Reproduce each of the following lines verbatim, in full and without alteration.

Collected data
╭──
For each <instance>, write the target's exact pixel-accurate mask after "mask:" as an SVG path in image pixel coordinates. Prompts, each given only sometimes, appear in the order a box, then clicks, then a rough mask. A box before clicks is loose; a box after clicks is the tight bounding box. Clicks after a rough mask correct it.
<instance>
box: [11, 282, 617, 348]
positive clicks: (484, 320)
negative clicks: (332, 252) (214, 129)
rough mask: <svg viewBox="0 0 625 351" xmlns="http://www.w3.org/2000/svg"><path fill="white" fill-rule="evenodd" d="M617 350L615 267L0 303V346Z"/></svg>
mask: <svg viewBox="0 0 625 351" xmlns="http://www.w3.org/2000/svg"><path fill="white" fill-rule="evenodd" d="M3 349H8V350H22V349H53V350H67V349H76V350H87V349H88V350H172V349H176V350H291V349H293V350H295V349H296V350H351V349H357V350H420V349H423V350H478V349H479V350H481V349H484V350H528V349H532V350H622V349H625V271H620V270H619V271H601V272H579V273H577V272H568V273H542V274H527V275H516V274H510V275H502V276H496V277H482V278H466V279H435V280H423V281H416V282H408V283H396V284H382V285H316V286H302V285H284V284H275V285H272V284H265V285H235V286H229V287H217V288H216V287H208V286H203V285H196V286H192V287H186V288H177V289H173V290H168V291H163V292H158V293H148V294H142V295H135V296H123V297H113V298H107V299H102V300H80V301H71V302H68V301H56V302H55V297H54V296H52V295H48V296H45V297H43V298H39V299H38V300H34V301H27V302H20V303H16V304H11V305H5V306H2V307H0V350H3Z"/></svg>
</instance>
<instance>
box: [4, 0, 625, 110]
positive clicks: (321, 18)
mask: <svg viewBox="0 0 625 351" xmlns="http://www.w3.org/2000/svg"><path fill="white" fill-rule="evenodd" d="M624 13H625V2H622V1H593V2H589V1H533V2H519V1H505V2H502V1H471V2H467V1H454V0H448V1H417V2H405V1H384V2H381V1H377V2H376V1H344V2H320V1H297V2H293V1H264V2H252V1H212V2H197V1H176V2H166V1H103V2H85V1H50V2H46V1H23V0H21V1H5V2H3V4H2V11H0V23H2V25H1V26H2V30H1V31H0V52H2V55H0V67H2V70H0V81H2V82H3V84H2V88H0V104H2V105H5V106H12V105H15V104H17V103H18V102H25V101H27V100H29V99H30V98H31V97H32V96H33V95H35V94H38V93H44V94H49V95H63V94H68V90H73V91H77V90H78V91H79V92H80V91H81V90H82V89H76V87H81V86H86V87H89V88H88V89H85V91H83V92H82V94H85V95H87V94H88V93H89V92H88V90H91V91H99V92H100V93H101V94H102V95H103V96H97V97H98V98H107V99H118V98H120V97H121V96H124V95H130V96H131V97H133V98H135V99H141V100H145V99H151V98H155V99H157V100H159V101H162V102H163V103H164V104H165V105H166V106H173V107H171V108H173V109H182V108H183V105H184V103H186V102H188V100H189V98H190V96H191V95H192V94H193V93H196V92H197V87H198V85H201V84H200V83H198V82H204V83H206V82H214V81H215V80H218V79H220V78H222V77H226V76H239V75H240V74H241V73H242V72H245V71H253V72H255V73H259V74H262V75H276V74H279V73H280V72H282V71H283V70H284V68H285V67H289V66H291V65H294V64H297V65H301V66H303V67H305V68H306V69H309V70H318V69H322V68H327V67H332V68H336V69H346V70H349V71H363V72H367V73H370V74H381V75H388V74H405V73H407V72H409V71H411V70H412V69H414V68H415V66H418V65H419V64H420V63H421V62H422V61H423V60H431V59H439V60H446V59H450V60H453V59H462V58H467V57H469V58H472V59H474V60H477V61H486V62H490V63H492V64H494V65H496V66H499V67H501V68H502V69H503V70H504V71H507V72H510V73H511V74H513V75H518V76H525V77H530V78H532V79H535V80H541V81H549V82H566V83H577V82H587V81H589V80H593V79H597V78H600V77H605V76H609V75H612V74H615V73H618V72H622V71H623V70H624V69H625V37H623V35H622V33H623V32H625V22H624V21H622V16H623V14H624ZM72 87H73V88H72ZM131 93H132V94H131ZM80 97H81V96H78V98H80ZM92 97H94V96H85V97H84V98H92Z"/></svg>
╰──
◆ Written answer ◆
For each <instance>, write the target's exact pixel-accurate mask after "mask:" as an SVG path in image pixel coordinates. Prompts, each given only sometimes, appear in the order a box, then clicks, then a rough mask. A box before clicks is loose; a box after clicks is the tight bounding box. Clicks after a rough mask correct it.
<instance>
box: [11, 282, 617, 348]
positive clicks: (484, 320)
negative clicks: (332, 252) (214, 129)
rough mask: <svg viewBox="0 0 625 351" xmlns="http://www.w3.org/2000/svg"><path fill="white" fill-rule="evenodd" d="M617 350L615 267L0 303V346Z"/></svg>
mask: <svg viewBox="0 0 625 351" xmlns="http://www.w3.org/2000/svg"><path fill="white" fill-rule="evenodd" d="M3 349H8V350H22V349H53V350H67V349H76V350H87V349H88V350H172V349H176V350H291V349H293V350H295V349H296V350H351V349H357V350H420V349H423V350H478V349H479V350H481V349H484V350H528V349H532V350H622V349H625V271H620V270H619V271H601V272H579V273H577V272H568V273H542V274H527V275H516V274H510V275H502V276H496V277H482V278H466V279H435V280H423V281H416V282H408V283H396V284H382V285H316V286H302V285H284V284H275V285H272V284H265V285H235V286H229V287H217V288H216V287H208V286H203V285H196V286H192V287H186V288H177V289H173V290H168V291H163V292H158V293H148V294H142V295H135V296H123V297H113V298H107V299H102V300H80V301H71V302H68V301H56V302H55V297H54V296H52V295H48V296H45V297H43V298H39V299H38V300H34V301H27V302H20V303H16V304H11V305H5V306H2V307H0V350H3Z"/></svg>
</instance>
<instance>
box: [4, 0, 625, 110]
positive clicks: (321, 18)
mask: <svg viewBox="0 0 625 351" xmlns="http://www.w3.org/2000/svg"><path fill="white" fill-rule="evenodd" d="M624 13H625V2H622V1H593V2H589V1H533V2H519V1H505V2H502V1H471V2H467V1H454V0H448V1H417V2H405V1H384V2H381V1H377V2H376V1H344V2H320V1H297V2H293V1H264V2H252V1H212V2H197V1H176V2H166V1H103V2H85V1H50V2H46V1H23V0H21V1H5V2H3V4H2V11H0V23H2V25H1V26H2V30H1V31H0V52H2V55H0V67H2V70H0V81H2V82H3V84H2V88H0V104H2V105H5V106H12V105H15V104H17V103H18V102H25V101H27V100H29V99H30V98H31V97H32V96H33V95H35V94H38V93H44V94H49V95H63V94H68V90H73V91H77V90H78V91H79V92H80V91H81V90H82V89H76V87H81V86H86V87H89V88H88V89H85V91H83V92H82V94H85V95H87V94H88V93H89V92H88V90H91V91H99V92H100V93H101V94H102V95H103V96H97V97H98V98H107V99H118V98H120V97H121V96H124V95H130V96H131V97H133V98H135V99H141V100H145V99H151V98H155V99H157V100H159V101H162V102H163V103H164V104H165V105H166V106H173V107H171V108H173V109H182V108H183V105H184V103H186V102H188V100H189V98H190V96H191V95H192V94H193V93H196V92H197V87H198V85H201V84H200V83H198V82H204V83H206V82H214V81H215V80H218V79H220V78H222V77H226V76H239V75H240V74H241V73H242V72H245V71H253V72H255V73H259V74H262V75H276V74H279V73H280V72H282V71H283V70H284V68H285V67H289V66H291V65H294V64H297V65H301V66H303V67H305V68H306V69H309V70H318V69H322V68H327V67H332V68H336V69H346V70H349V71H363V72H367V73H370V74H381V75H388V74H405V73H407V72H409V71H411V70H412V69H414V68H415V66H418V65H419V64H420V63H421V62H422V61H423V60H431V59H439V60H446V59H450V60H453V59H462V58H467V57H469V58H472V59H474V60H477V61H486V62H490V63H492V64H494V65H496V66H499V67H501V68H502V69H503V70H504V71H507V72H510V73H511V74H513V75H518V76H525V77H530V78H532V79H535V80H541V81H549V82H566V83H577V82H587V81H589V80H593V79H597V78H600V77H605V76H609V75H612V74H615V73H618V72H622V71H623V70H624V69H625V37H623V35H622V33H623V32H625V22H624V21H622V16H623V14H624ZM72 87H73V88H72ZM131 93H132V94H131ZM80 97H81V96H78V98H80ZM92 97H94V96H85V97H84V98H92Z"/></svg>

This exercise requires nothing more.